======== Listed entries
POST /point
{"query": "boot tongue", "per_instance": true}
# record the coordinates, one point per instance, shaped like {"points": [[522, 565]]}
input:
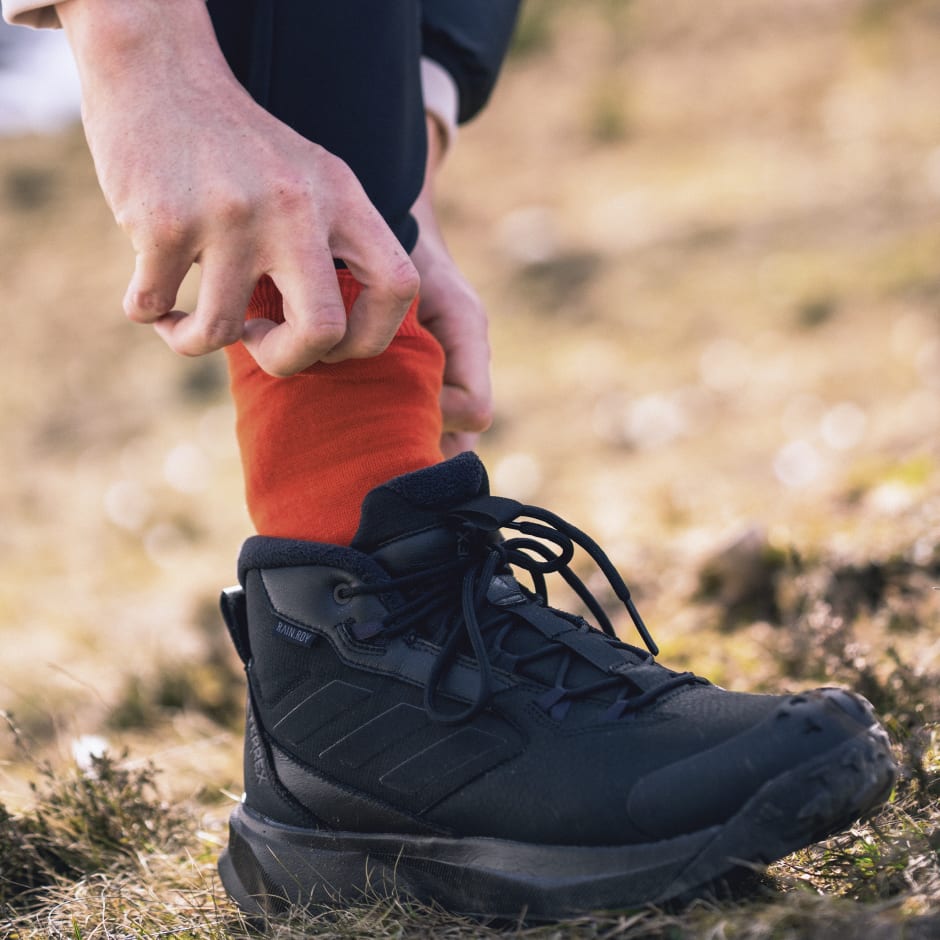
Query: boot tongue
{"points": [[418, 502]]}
================
======== Listed entries
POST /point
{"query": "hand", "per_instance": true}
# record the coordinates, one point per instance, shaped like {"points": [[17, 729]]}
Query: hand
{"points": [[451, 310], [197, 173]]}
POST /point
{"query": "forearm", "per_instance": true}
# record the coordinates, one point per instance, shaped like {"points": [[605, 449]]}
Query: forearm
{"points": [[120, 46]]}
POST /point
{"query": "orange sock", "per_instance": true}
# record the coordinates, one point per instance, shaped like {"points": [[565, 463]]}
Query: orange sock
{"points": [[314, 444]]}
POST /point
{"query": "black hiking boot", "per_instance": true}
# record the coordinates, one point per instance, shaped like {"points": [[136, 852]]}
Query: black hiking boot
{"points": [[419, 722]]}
================
• _Problem description_
Tally the lines of the listing above that contain the string "hand", matching case exactly, and state only the resulting number.

• _Worked answer_
2